TASK INSTRUCTIONS
Copy the records below exactly as they are written.

DATA SHOWN
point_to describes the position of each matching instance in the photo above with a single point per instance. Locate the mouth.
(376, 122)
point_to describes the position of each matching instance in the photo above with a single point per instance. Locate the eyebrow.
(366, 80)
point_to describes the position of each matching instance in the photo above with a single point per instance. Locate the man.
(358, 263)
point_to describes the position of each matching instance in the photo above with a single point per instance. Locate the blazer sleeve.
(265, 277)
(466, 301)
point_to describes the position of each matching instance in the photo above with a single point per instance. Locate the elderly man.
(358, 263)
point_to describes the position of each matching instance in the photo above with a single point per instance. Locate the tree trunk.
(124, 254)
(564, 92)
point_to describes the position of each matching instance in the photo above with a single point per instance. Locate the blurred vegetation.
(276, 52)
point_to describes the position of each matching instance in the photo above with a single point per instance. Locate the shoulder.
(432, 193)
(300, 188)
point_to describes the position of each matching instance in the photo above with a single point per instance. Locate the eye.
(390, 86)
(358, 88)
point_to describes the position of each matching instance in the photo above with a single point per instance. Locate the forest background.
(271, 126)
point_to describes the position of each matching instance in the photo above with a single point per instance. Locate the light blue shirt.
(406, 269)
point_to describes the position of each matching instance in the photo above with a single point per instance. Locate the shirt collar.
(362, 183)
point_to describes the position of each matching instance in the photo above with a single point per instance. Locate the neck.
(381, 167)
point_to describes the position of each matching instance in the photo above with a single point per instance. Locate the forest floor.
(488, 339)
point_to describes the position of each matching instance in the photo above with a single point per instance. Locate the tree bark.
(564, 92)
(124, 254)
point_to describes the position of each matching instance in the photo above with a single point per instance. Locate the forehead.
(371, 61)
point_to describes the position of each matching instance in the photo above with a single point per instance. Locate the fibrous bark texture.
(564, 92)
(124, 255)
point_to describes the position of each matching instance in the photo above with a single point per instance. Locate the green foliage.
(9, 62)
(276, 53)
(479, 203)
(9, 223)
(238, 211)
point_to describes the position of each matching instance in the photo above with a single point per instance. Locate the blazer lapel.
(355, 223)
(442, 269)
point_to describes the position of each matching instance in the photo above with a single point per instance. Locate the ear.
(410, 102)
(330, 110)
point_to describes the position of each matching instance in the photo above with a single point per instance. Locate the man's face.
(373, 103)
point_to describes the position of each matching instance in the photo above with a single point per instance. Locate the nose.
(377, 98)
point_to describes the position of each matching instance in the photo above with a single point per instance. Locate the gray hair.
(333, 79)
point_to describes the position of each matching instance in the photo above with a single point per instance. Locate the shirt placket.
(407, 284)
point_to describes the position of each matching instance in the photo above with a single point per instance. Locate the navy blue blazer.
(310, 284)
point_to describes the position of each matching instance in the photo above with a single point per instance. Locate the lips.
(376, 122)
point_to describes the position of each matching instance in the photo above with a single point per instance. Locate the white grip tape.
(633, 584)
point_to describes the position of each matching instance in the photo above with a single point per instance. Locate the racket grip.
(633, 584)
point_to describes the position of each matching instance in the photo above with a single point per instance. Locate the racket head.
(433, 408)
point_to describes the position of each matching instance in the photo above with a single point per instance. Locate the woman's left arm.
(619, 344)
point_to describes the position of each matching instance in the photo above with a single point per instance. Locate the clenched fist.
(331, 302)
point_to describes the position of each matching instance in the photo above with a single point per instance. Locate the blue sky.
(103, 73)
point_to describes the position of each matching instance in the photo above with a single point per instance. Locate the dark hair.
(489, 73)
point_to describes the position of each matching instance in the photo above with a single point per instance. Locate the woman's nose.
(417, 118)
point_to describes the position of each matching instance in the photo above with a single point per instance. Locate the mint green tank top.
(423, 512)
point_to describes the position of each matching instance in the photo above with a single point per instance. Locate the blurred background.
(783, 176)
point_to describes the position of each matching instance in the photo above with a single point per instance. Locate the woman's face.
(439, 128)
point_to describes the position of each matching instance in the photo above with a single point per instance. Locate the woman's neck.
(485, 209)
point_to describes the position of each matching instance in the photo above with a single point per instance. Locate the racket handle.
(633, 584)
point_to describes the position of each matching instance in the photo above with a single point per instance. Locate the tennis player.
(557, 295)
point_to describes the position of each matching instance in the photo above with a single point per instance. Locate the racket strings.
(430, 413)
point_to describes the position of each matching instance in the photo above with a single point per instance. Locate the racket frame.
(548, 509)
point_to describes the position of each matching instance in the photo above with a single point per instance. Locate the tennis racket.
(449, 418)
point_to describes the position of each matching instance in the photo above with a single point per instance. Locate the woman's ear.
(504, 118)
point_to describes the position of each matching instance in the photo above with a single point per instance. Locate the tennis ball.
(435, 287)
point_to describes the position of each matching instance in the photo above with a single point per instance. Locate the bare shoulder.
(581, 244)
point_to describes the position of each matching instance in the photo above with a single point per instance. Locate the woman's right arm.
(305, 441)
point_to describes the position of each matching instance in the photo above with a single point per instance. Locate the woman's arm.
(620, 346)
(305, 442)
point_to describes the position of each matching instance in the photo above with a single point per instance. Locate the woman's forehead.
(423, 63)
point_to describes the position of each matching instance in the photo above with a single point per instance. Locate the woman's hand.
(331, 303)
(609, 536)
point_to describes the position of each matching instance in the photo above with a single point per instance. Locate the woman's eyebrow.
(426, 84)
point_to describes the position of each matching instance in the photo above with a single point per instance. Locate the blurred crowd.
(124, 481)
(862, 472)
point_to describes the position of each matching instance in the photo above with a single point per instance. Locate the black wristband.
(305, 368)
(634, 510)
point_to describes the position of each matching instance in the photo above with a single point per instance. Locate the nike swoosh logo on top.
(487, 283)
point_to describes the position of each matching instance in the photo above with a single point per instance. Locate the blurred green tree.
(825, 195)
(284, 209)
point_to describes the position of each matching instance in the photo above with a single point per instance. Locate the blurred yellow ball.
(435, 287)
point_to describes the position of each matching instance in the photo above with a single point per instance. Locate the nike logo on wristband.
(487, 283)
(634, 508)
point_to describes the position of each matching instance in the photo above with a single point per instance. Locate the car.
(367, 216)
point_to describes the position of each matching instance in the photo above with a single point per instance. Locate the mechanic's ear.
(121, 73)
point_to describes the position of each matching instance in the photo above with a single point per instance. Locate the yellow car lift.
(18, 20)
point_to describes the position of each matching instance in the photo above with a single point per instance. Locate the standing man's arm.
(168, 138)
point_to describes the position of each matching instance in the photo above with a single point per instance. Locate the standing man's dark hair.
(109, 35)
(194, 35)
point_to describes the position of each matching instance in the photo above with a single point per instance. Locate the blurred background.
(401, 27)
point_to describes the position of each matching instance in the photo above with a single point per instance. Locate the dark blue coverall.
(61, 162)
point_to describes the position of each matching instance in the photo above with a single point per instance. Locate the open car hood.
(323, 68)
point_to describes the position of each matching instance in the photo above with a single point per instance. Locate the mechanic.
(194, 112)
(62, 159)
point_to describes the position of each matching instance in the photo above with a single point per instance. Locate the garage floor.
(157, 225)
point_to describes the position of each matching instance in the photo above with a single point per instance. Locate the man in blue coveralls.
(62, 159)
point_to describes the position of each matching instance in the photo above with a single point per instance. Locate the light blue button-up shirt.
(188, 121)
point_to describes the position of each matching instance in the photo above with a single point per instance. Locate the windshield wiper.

SOLUTION TO THIS EXERCISE
point_to describes the position of each matching instance in the photo above with a single point per instance. Locate the mouth.
(376, 122)
point_to describes the position of each matching instance in the photo above with a single point per instance. Locate the eyebrow.
(366, 80)
point_to describes the position of each matching instance in the photo above with a single point per instance. Locate the man.
(358, 263)
point_to describes the position of each matching instance in the photo above with a single point per instance. Locate the blazer sleeve.
(265, 277)
(466, 301)
point_to describes the position of each matching instance in the photo above with a single point per instance. Locate the elderly man.
(358, 263)
point_to describes the position of each matching instance in the photo above with a single point per instance. Locate the tree trunk.
(124, 254)
(564, 92)
point_to describes the position of each matching instance in the photo above with a single point per instance. Locate the blurred vegetation.
(276, 52)
point_to describes the position of each matching instance in the photo above with a single point per instance. Locate the shoulder.
(432, 193)
(300, 188)
point_to describes the position of each matching instance in the photo above with a single point per instance. Locate the eye.
(390, 86)
(358, 88)
point_to describes the position of each matching instance in the photo above with a single point per instance. Locate the forest background.
(271, 126)
point_to describes the position of each matching instance in the photo above with a single point per instance. Locate the light blue shirt.
(406, 269)
point_to describes the position of each matching instance in the photo above with a single point per instance. Locate the shirt collar.
(362, 183)
point_to describes the position of each matching instance in the photo above with a single point per instance. Locate the neck.
(381, 167)
point_to describes the position of each matching instance in the photo above with a single point per instance. Locate the forest floor.
(488, 339)
point_to describes the position of each matching instance in the photo above with a single point per instance. Locate the tree bark.
(564, 92)
(124, 254)
point_to describes the position of each matching instance in the photo above with a single point per instance. Locate the forehead.
(371, 61)
point_to describes the position of each matching instance in the photo above with a single point per instance. Locate the fibrous bark texture.
(564, 92)
(124, 255)
point_to describes the position of each matching instance in the photo above with a single point per instance. Locate the green foliage.
(9, 62)
(276, 53)
(479, 203)
(9, 223)
(238, 211)
point_to describes the position of each matching instance in the photo above with a single point per instance. Locate the blazer lapel.
(355, 223)
(442, 269)
point_to describes the position of each matching instance in the photo above with a single point per instance. Locate the ear.
(410, 102)
(330, 110)
point_to describes the position of each matching instance in the photo above with a single point per instance. Locate the man's face.
(373, 103)
point_to describes the position of each matching instance in the photo above with a single point per instance. Locate the nose.
(377, 98)
point_to describes the position of each matching instance in the photo above with a single point per instance. Locate the gray hair.
(333, 79)
point_to describes the position of each matching instance in the photo above with a single point per instance. Locate the shirt placket.
(407, 284)
point_to describes the position of each matching instance in the photo above with a single point per instance. Locate the navy blue blazer.
(310, 284)
point_to describes the position of each matching instance in the photo above with a single point per instance. Locate the lips.
(376, 122)
point_to describes the position of each matching instance in the photo above with a single point per instance. Locate the white grip tape.
(633, 584)
point_to describes the position of each matching instance in the photo above with a single point per instance. Locate the racket grip.
(633, 584)
point_to describes the position of each matching instance in the photo above with a single point per instance. Locate the racket head.
(433, 408)
point_to describes the position of each matching instance in the photo above with a single point per instance. Locate the woman's left arm.
(619, 344)
point_to describes the position of each matching instance in the photo above with a single point per instance. Locate the clenched fist.
(331, 302)
point_to describes the position of each matching instance in the photo above with a single point per instance. Locate the blue sky.
(103, 73)
point_to describes the position of each matching instance in the photo above with a single point per instance. Locate the dark hair.
(489, 73)
point_to describes the position of each matching instance in the photo above with a single point per instance. Locate the woman's nose.
(417, 118)
point_to describes the position of each matching instance in the photo above with a single point per instance. Locate the mint green tank top.
(423, 512)
point_to describes the position of each matching instance in the photo above with a single point per instance. Locate the blurred background.
(783, 176)
point_to describes the position of each matching instance in the photo above with a single point per instance. Locate the woman's face.
(439, 128)
point_to describes the position of each matching instance in the photo above with a single point per instance. Locate the woman's neck.
(485, 209)
point_to describes the position of each matching instance in the photo above with a single point per instance. Locate the racket handle.
(633, 584)
point_to describes the position of each matching instance in the photo above with a single point per instance. Locate the tennis player.
(557, 295)
point_to describes the position of each matching instance in the photo above with a single point per instance. Locate the racket strings.
(430, 413)
point_to describes the position of each matching instance in the photo above with a single point per instance. Locate the racket frame.
(548, 509)
point_to describes the position of each matching instance in the photo above with a single point per instance. Locate the tennis racket.
(449, 418)
point_to describes the position of each matching instance in the photo above with a single point per instance. Locate the woman's ear.
(504, 118)
point_to describes the position of each matching instance in the photo above with a single point per instance. Locate the tennis ball.
(435, 287)
point_to describes the position of each matching instance in the photo above with a single point per instance. Locate the bare shoulder.
(581, 244)
point_to describes the position of each matching instance in the photo above with a single point per instance. Locate the woman's right arm.
(305, 441)
point_to describes the position of each matching instance in the photo above with a single point per instance. Locate the woman's arm.
(620, 346)
(305, 442)
point_to describes the position of each matching instance in the photo above with a single point per instance. Locate the woman's forehead.
(423, 63)
point_to describes the position of each matching instance in the photo above with a single point per instance. Locate the woman's hand.
(331, 303)
(609, 536)
point_to describes the position of each matching instance in the photo above with a single point per instance. Locate the woman's eyebrow.
(426, 84)
point_to describes the position of each matching instance in the photo above with a single point per instance. Locate the blurred crowd.
(124, 481)
(862, 472)
point_to describes the position of each matching instance in the photo above with a single point per instance. Locate the black wristband.
(305, 368)
(634, 510)
point_to describes the position of each matching instance in the photo above with a single point per instance. Locate the nike swoosh logo on top.
(487, 283)
point_to describes the position of each matching instance in the photo above with a single point per instance. Locate the blurred green tree.
(825, 195)
(284, 209)
point_to describes the position of each matching instance in the photo above with a single point per instance. Locate the blurred yellow ball.
(435, 287)
point_to describes the position of each matching instance in the photo above with a single point per instance. Locate the nike logo on wristband.
(487, 283)
(634, 508)
point_to describes the position of each matching instance in the photo above with a single point per instance. Locate the car.
(367, 216)
point_to describes the position of each matching instance in the photo above with a single point per instance. Locate the mechanic's ear.
(121, 73)
point_to describes the position of each matching instance in the photo above with a single point per instance. Locate the yellow car lift.
(18, 20)
point_to describes the position of each matching instance in the photo above with a single point per instance. Locate the standing man's arm.
(168, 138)
point_to describes the position of each matching instance in the photo above with a single point per instance. Locate the standing man's dark hair.
(109, 35)
(194, 35)
point_to describes the position of each matching instance in the photo above with a single point per instance. Locate the blurred background.
(401, 27)
point_to describes the position of each matching instance in the photo above with a single point per instance. Locate the dark blue coverall.
(61, 162)
point_to describes the position of each matching instance in the photo above with a single point per instance. Locate the open car hood.
(323, 68)
point_to describes the position of each matching instance in the photo above with a single point per instance. Locate the mechanic.
(194, 112)
(62, 159)
point_to describes the position of each matching instance in the photo above with a single point per instance. Locate the garage floor.
(157, 225)
point_to describes the position of each matching instance in the photo above with a single point per instance. Locate the man in blue coveralls.
(62, 159)
point_to describes the position of each matching instance in the photo above with a single point per instance. Locate the light blue button-up shirt.
(188, 121)
point_to describes the position of each matching instance in the photo above with a single point per instance. Locate the windshield wiper.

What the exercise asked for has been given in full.